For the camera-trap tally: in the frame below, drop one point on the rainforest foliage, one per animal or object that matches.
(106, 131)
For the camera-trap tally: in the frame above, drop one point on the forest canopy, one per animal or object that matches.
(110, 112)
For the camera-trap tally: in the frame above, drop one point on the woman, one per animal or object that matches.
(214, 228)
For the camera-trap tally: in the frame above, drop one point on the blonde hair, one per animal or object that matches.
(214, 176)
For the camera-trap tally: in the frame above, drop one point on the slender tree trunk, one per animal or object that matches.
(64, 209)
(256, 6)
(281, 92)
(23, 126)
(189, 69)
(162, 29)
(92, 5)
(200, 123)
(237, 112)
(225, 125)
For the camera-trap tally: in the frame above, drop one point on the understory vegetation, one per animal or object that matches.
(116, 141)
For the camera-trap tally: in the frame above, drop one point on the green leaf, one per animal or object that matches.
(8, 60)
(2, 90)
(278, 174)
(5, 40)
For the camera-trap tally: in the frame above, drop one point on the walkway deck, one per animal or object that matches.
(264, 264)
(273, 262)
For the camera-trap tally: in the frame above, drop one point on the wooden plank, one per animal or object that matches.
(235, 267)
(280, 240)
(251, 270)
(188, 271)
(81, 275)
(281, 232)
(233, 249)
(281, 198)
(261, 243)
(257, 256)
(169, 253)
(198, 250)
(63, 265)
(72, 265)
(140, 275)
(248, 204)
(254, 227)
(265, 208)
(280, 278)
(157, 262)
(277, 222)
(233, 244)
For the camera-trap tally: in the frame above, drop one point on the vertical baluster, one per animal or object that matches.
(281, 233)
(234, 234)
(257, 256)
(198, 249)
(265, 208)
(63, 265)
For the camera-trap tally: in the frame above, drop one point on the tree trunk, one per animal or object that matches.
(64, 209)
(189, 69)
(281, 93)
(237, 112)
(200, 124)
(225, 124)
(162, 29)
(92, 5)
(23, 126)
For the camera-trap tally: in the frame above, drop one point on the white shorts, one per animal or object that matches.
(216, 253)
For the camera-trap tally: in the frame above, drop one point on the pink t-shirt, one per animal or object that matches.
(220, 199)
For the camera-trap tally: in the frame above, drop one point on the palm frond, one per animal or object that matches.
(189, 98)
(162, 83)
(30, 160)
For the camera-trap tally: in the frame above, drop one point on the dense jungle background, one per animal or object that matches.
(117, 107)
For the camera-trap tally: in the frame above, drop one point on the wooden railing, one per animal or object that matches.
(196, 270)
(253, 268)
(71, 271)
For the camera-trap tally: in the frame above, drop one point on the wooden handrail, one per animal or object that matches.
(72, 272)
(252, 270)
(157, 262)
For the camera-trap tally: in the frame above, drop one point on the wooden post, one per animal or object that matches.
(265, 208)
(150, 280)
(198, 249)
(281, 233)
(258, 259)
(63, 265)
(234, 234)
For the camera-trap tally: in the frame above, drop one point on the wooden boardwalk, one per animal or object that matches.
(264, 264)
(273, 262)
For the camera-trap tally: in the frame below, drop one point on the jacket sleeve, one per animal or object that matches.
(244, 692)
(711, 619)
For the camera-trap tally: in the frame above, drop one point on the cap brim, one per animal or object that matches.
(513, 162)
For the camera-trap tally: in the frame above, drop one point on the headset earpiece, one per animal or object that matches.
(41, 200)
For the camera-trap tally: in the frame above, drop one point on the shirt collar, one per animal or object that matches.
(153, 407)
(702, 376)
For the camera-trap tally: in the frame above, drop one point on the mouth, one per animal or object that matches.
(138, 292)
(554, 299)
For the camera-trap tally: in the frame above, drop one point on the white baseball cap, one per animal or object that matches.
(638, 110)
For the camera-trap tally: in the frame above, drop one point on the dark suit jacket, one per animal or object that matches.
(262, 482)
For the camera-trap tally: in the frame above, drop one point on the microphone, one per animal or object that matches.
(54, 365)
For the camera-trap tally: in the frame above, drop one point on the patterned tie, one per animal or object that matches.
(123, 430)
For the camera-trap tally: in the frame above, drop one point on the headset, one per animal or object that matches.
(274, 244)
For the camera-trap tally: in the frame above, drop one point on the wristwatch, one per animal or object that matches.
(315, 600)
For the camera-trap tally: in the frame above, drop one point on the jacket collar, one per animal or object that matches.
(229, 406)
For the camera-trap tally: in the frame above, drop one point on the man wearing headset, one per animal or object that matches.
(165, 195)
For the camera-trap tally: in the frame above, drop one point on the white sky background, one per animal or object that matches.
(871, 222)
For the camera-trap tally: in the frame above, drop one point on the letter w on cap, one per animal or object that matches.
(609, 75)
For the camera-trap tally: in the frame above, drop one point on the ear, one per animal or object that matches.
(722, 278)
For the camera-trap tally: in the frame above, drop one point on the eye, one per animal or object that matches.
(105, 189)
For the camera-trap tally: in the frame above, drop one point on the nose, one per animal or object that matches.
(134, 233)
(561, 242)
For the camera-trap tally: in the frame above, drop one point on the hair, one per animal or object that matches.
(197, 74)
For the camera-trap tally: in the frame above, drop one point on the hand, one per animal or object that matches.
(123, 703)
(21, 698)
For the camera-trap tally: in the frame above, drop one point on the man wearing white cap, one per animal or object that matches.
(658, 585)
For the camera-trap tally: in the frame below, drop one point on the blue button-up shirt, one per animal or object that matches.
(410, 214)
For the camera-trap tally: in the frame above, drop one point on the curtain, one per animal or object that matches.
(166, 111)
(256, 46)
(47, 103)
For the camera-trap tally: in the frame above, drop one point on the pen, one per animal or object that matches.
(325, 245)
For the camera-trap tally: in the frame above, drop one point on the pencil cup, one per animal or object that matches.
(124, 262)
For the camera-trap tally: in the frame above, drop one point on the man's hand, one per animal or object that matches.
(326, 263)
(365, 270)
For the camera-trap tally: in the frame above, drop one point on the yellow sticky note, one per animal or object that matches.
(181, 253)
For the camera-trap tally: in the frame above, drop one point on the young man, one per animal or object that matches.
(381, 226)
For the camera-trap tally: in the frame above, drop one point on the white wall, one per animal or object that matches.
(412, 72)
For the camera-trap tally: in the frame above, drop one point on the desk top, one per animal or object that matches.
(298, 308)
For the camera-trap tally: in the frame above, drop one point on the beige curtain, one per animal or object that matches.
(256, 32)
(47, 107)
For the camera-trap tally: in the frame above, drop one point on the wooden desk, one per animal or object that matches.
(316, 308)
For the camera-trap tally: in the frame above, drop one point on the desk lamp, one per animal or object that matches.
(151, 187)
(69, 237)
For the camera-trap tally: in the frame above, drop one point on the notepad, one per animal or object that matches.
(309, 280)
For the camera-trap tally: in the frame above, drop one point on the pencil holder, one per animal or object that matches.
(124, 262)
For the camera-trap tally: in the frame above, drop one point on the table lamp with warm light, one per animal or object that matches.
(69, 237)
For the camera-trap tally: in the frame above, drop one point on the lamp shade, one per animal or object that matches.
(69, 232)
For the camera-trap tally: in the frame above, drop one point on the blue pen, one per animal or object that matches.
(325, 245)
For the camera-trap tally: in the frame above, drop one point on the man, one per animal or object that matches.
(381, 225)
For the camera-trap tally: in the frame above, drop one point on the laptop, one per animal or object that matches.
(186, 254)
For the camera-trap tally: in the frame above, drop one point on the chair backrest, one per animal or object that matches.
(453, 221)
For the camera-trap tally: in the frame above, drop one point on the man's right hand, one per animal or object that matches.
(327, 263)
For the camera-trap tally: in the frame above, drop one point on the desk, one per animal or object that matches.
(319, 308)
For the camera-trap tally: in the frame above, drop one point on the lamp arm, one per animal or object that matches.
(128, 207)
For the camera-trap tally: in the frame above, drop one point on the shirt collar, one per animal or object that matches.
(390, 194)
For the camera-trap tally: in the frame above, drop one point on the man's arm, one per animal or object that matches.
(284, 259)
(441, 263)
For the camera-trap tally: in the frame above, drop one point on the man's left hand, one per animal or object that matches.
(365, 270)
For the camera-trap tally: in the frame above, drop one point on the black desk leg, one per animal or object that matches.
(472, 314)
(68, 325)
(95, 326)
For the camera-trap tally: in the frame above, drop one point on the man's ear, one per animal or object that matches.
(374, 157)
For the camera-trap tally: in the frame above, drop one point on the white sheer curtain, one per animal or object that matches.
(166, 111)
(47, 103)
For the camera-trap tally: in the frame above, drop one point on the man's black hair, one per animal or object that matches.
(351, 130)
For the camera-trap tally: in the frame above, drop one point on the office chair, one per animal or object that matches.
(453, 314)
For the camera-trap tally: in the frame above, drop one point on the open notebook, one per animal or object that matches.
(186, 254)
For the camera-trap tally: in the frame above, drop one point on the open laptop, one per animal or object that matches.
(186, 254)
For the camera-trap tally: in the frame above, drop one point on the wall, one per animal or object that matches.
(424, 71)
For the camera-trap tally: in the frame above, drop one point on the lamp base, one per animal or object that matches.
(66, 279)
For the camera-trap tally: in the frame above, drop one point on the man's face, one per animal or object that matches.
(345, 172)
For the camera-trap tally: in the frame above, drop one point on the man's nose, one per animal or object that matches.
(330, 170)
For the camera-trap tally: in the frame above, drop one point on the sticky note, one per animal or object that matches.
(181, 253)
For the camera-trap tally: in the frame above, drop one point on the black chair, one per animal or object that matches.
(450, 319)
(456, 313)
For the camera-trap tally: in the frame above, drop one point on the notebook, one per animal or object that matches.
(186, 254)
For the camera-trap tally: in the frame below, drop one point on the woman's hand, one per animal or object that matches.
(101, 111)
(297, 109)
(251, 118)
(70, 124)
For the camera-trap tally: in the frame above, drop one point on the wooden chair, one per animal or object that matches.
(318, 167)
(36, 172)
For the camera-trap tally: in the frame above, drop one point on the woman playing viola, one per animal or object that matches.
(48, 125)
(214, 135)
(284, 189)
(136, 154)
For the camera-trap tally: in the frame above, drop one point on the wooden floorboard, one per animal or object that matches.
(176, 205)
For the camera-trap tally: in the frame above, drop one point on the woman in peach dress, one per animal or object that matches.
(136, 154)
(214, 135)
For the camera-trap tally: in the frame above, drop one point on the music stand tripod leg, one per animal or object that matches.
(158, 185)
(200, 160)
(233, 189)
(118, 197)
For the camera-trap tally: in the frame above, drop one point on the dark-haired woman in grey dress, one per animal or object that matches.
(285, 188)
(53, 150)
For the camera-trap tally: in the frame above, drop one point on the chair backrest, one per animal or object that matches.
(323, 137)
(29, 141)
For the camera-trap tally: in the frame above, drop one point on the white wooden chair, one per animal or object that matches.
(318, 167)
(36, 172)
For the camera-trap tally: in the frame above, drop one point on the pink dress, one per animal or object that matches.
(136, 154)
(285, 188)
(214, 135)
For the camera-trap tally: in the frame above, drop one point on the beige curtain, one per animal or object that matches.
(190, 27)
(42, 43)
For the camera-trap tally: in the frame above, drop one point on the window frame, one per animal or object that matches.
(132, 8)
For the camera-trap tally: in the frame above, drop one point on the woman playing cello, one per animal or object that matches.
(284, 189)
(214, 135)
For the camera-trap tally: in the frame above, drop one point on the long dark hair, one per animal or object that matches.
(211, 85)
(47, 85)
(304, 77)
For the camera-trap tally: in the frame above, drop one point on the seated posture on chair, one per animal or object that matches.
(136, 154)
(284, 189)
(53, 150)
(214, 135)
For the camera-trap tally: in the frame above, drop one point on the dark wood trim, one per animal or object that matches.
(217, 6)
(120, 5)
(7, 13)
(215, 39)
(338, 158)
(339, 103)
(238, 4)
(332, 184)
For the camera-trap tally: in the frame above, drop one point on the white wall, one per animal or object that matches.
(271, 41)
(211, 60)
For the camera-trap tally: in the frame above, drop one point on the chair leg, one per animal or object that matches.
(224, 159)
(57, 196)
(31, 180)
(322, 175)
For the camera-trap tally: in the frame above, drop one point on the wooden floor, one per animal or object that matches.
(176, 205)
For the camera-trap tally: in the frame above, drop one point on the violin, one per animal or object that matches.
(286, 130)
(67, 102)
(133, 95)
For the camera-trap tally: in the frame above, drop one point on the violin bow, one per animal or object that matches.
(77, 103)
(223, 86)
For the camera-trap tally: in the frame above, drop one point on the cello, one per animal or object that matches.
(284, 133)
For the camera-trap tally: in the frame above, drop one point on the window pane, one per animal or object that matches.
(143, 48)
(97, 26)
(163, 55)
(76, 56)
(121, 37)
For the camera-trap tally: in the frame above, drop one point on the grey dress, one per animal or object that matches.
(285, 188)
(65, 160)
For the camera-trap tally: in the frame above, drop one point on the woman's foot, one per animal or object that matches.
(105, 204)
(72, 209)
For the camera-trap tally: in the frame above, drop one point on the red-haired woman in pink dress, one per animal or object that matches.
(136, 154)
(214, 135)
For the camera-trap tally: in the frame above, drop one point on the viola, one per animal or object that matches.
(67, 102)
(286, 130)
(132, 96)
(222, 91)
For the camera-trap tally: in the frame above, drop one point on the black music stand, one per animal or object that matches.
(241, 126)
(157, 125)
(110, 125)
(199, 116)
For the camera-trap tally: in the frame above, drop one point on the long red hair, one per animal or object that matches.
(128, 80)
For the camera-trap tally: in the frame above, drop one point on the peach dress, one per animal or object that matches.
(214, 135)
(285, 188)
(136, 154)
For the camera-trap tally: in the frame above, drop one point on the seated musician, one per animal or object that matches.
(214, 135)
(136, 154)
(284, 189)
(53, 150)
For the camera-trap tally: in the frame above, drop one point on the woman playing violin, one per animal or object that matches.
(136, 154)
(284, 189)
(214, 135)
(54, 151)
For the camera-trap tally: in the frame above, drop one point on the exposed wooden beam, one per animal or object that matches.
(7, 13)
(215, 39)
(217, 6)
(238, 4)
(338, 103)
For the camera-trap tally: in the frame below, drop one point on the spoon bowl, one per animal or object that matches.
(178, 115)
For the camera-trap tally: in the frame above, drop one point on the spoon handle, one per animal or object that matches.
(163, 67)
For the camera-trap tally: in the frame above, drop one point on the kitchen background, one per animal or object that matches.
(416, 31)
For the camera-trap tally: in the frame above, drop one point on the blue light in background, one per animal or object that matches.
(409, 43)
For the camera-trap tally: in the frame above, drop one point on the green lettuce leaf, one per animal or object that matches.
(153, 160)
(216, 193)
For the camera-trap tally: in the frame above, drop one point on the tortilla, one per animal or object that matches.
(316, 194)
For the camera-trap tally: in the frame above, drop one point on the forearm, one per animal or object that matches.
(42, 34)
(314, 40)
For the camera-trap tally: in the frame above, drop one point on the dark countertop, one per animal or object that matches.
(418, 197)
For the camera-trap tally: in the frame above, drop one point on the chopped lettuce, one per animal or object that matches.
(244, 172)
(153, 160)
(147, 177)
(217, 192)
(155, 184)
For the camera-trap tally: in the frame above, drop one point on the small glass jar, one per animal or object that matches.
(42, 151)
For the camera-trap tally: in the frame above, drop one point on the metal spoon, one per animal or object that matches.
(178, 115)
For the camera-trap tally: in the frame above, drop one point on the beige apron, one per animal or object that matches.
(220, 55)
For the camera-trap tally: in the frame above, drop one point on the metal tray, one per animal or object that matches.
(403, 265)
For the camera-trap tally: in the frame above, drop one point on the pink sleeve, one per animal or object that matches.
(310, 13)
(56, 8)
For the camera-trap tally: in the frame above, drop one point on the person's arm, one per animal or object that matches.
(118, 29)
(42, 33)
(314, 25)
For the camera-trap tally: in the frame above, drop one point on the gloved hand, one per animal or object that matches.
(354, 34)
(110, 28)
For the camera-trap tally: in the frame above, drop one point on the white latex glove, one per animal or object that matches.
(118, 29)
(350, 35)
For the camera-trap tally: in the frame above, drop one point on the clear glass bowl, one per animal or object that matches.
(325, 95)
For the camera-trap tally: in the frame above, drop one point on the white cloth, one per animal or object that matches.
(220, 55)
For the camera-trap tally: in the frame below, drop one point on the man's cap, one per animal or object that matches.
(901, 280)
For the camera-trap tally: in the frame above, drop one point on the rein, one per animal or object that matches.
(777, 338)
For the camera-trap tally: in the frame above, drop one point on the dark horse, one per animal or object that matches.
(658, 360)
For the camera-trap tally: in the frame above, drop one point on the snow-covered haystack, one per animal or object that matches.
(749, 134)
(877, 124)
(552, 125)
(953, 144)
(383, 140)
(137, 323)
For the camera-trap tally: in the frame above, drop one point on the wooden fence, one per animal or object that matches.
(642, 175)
■ ■ ■
#### ASSIGNMENT
Your task is to restate, word for word, each line from the one that includes "lettuce, one per animal or object that matches." to the end of the records, with both ends included and nothing else.

#### TASK RESULT
For the camera-trap tally: in the frame above, drop one point on the chopped lettuce, one per animal or object that matches.
(244, 172)
(153, 160)
(147, 177)
(217, 192)
(155, 184)
For the camera-trap tally: in the frame above, drop one point on the small glass jar, one per animal or object that matches.
(42, 151)
For the camera-trap tally: in the frame above, drop one point on the metal spoon, one per animal or object that matches.
(178, 115)
For the camera-trap tally: in the frame above, drop one point on the beige apron, one per animal or object that matches.
(220, 55)
For the camera-trap tally: in the frame above, drop one point on the metal tray, one per animal or object that matches.
(403, 265)
For the camera-trap tally: in the frame above, drop one point on the pink sleeve, one per animal or object that matches.
(310, 13)
(56, 8)
For the camera-trap tally: in the frame above, drop one point on the person's arm, one per animal or object that matches.
(118, 29)
(42, 33)
(314, 25)
For the camera-trap tally: in the frame above, drop one point on the gloved hand, one per animal or object that matches.
(354, 34)
(110, 28)
For the camera-trap tally: in the frame above, drop one point on the white latex glove, one per animal or object that matches.
(118, 29)
(350, 35)
For the camera-trap tally: in the frame above, drop one point on the clear glass bowl, one per animal or object that matches.
(325, 95)
For the camera-trap tally: in the frame above, drop one point on the white cloth, one per animal or object that matches.
(220, 55)
For the camera-trap tally: in the frame below, drop one point on the man's cap, one per animal or object that matches.
(901, 280)
For the camera-trap tally: in the frame above, drop one point on the rein, one per animal or object that matches.
(777, 338)
For the camera-trap tally: in the frame above, drop one point on the dark horse, one per animal or object that matches.
(658, 360)
For the camera-trap tally: in the frame above, drop one point on the snow-covered haystack, one per animal or object that matches.
(749, 134)
(877, 124)
(552, 125)
(953, 144)
(383, 140)
(137, 323)
For the camera-trap tally: in the frame above, drop one point on the wooden fence, one per animal or object that matches.
(642, 175)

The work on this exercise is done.